**** SELECTED EXTRACT

+++ This bug was initially created as a clone of Bug #1053733 +++ +++ This bug was initially created as a clone of Bug #960934 +++ When merging a snapshot disk, we have a transient situation where the data of the merged snapshot exists twice - in the source and target. We must make sure we have this space for a successful merge: | File Domain | Block Domain -----|-----------------------------------------|------------- qcow | preallocated : 1.1 * disk capacity |1.1 * min(used ,capacity) | sparse: 1.1 * min(used ,capacity) | -----|-----------------------------------------|------------- raw | preallocated: disk capacity |disk capacity | sparse: min(used,capacity) --- Additional comment from Vered Volansky on 2014-10-01 09:14:31 IST --- The related commands to the above scenario are RemoveSnapshotCommand and RemoveDiskSnapshotsCommand. Verify in two ways: 1. Remove a snapshot from vm tab, snapshots subtab. 2. Remove a disk snapshot from the storage tab, snapshots subtab. Say we have B + S1 + S2, all 10G. SD should have extra available space for 20G (the maximum size merge of the two snapshots). Domain with less than 20G free space should fail and 20G+ should succeed. ------------------------------------------------------------------------------- This bug is a RHEV tracker for the QE team to verify against RHEVM 3.5.0
Working on verfication, encountered the follwoing: Created a VM with 10G preallocated disk on FC domain and created a snapshot. Storage domain had 10G free space. Initiated a snapshot merge (via VM tab->snapshots subtab). The operation wasn't blocked and right after, the domain was reported to be with 0G free space: 2015-01-01 15:28:53,002 ERROR [org.ovirt.engine.core.dal.dbbroker.auditloghandling.AuditLogDirector] (DefaultQuartzScheduler_Worker-85) Correlation ID: null, Call Stack: null, Custom Event ID: -1, Message: Critical, Low disk space. fc1 domain has 0 GB of free space Vered, Allon, please advise. Attaching logs from engine and vdsm
Created attachment 974961 [details] logs 1.1.15
Also, the validation should consider also the value of FreeSpaceCriticalLowInGB, which is 5G by default (can be changed). In my setup, the value is the default (5G)
Elad, looking into this. A. Please report the actual operations you have executed, I guess deleting one snapshot out of ???. Please state exactly which snapshot that was. B. Regarding threshold, the validation does take care of this, you may take it into consideration as you will, with different numbers. The threshold issue is a clear one as to how to verify. We gave more details for the allocations, since there were questions raised from QE in the past.

********
**** STORED ROWS

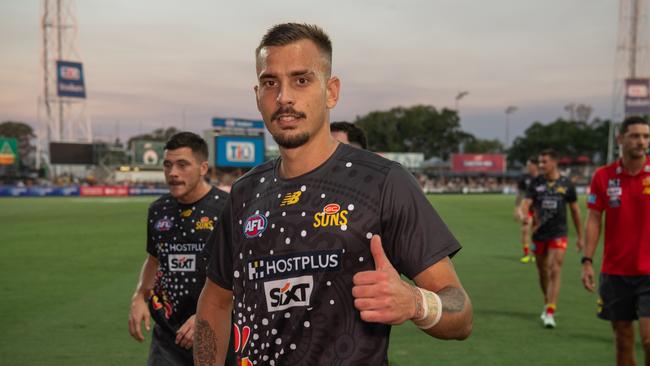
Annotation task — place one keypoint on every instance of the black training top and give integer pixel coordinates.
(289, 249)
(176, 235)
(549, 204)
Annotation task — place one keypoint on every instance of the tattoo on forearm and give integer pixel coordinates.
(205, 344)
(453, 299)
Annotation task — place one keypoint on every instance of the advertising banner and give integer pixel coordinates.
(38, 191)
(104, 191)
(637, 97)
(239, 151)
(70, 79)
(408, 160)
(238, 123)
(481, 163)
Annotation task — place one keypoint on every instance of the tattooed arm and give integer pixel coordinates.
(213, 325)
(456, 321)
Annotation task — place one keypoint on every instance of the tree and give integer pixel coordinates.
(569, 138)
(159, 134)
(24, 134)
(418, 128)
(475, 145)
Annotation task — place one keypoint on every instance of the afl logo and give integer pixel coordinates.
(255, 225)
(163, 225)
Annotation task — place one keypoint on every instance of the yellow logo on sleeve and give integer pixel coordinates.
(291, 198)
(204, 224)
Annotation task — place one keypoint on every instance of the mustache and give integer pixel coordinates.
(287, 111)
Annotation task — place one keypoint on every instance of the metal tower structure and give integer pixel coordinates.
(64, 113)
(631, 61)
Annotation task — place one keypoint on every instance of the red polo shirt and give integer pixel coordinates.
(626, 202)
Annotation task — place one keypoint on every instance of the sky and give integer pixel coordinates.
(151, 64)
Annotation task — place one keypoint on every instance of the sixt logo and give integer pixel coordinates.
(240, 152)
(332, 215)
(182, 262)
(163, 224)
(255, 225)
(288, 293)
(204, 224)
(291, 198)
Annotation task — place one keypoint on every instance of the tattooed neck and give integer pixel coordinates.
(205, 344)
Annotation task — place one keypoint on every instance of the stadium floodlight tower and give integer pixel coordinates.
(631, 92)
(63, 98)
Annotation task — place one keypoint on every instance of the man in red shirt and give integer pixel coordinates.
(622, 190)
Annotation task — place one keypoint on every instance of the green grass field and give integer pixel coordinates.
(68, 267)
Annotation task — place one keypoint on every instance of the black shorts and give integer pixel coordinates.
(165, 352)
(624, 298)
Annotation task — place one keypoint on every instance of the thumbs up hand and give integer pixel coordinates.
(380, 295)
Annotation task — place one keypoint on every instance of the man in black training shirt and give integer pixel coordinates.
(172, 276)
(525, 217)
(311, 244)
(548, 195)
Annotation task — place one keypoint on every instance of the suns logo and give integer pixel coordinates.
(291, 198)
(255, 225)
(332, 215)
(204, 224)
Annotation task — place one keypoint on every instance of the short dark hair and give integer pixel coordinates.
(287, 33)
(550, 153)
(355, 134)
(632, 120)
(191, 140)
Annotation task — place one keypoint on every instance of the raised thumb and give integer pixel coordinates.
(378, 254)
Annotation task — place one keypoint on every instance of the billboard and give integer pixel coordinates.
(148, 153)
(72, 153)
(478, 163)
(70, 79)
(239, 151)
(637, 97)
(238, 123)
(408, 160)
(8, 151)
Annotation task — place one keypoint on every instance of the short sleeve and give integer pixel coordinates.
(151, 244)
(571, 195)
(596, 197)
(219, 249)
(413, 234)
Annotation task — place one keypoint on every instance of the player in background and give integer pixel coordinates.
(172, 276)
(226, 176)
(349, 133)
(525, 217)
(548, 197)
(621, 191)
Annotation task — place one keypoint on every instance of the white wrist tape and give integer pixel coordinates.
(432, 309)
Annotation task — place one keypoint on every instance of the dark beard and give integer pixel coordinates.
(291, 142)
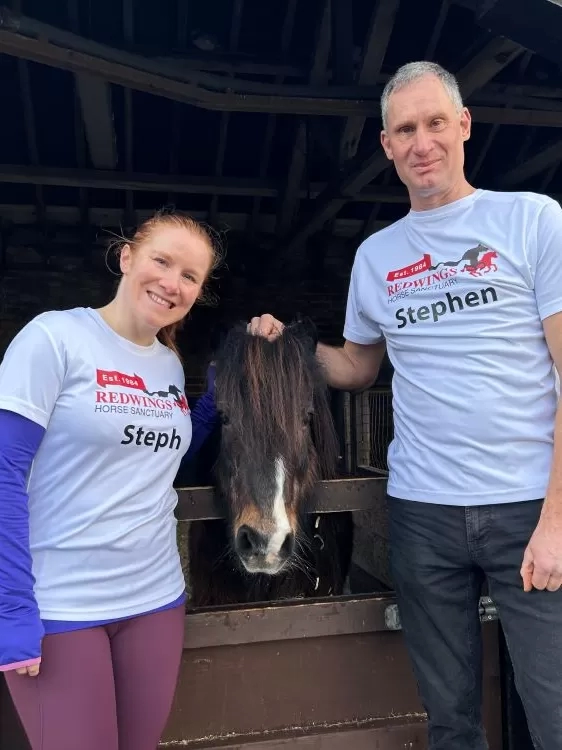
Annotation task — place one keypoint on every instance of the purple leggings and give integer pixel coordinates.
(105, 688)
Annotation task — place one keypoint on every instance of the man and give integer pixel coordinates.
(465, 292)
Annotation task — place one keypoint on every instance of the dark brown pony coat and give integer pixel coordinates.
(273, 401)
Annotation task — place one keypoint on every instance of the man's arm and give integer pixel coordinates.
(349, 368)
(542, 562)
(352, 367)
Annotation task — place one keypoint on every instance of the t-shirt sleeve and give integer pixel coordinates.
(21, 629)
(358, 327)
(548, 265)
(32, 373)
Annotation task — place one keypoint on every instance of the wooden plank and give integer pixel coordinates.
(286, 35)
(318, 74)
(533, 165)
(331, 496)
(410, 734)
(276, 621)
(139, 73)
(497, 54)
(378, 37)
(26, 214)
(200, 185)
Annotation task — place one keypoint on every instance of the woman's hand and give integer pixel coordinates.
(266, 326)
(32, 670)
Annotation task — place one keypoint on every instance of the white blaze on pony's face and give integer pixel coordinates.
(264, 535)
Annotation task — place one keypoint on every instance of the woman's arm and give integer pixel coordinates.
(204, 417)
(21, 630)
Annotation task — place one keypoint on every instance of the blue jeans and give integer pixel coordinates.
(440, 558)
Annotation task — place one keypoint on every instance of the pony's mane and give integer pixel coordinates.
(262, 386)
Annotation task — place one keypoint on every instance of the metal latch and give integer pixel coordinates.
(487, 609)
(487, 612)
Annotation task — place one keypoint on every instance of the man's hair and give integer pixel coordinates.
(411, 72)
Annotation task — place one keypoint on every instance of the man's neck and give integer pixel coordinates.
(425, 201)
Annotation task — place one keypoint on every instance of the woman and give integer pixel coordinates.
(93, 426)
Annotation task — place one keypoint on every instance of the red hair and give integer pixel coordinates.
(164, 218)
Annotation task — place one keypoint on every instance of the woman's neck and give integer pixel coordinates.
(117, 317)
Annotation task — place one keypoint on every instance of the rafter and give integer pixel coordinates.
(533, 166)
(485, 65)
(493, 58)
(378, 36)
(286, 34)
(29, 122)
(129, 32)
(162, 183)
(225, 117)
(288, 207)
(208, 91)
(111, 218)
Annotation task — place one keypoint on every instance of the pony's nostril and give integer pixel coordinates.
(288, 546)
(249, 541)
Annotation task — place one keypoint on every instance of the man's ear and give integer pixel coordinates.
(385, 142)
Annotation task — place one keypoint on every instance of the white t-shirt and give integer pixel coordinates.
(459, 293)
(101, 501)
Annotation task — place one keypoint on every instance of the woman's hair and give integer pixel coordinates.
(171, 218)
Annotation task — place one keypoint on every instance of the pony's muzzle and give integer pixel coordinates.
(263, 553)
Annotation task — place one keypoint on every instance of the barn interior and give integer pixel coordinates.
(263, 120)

********
**** STORED ROWS

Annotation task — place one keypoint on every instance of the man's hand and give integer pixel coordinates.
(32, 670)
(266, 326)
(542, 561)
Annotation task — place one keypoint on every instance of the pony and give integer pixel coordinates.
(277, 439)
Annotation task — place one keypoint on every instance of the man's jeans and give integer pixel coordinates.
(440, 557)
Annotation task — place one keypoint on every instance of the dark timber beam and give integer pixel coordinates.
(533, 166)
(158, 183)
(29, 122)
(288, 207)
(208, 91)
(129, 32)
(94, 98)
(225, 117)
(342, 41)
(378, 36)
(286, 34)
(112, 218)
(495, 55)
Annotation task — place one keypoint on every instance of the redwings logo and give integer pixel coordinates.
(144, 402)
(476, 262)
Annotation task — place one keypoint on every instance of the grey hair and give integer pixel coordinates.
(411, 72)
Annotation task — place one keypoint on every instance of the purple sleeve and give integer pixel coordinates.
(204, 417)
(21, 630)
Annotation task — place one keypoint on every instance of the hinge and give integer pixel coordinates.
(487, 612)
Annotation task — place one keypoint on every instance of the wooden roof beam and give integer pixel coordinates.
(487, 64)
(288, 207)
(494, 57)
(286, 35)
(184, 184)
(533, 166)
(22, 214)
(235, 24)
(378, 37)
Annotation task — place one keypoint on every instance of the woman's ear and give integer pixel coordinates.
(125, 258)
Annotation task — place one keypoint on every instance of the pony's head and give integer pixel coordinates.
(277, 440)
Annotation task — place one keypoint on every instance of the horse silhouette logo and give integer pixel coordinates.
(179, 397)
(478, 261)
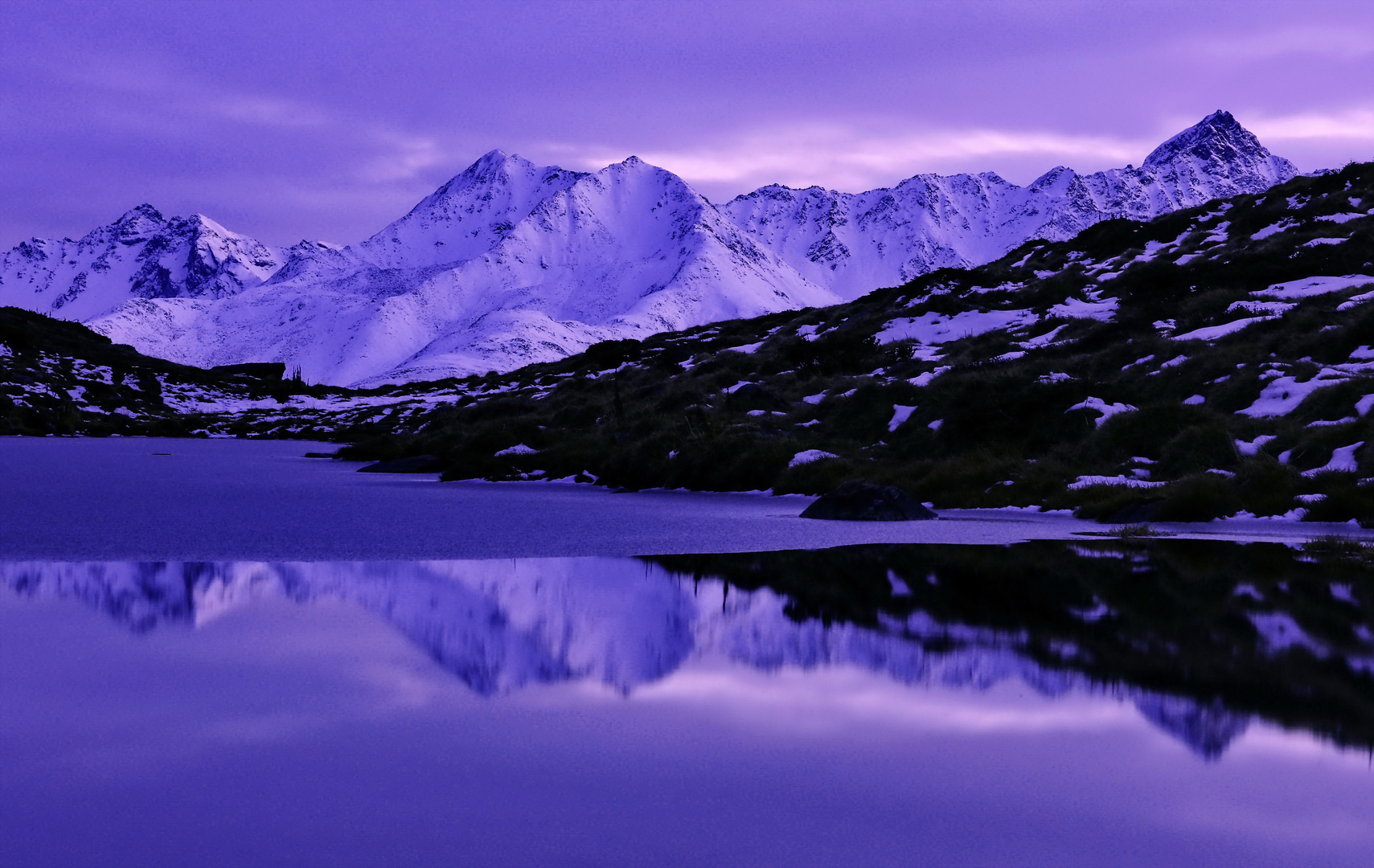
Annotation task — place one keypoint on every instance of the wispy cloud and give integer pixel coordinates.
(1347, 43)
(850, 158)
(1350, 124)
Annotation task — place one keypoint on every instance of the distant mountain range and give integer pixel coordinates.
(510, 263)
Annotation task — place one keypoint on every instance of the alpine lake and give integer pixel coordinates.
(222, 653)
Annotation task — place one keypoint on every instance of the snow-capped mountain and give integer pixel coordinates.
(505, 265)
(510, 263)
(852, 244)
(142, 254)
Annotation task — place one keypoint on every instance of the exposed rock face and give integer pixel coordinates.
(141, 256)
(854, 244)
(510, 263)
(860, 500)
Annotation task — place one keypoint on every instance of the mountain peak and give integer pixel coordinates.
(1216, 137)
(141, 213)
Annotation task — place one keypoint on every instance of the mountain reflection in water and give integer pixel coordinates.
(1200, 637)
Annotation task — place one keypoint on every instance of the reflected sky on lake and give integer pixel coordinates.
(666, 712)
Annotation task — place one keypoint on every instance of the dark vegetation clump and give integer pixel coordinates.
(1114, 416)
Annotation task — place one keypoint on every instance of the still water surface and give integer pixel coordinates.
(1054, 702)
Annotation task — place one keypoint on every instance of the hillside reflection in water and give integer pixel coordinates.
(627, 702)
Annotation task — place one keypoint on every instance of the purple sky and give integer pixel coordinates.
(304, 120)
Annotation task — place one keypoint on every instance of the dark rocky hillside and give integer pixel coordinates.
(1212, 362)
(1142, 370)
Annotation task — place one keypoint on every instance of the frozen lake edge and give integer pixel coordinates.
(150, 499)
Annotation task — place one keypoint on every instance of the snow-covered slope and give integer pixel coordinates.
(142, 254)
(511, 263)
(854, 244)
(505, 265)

********

* [TASK TO CARRY OUT]: Reproduce word for word the part of the bug report thread starting with "Elad, looking into" and going on through "in the past.".

* [TASK RESULT]:
Elad, looking into this. A. Please report the actual operations you have executed, I guess deleting one snapshot out of ???. Please state exactly which snapshot that was. B. Regarding threshold, the validation does take care of this, you may take it into consideration as you will, with different numbers. The threshold issue is a clear one as to how to verify. We gave more details for the allocations, since there were questions raised from QE in the past.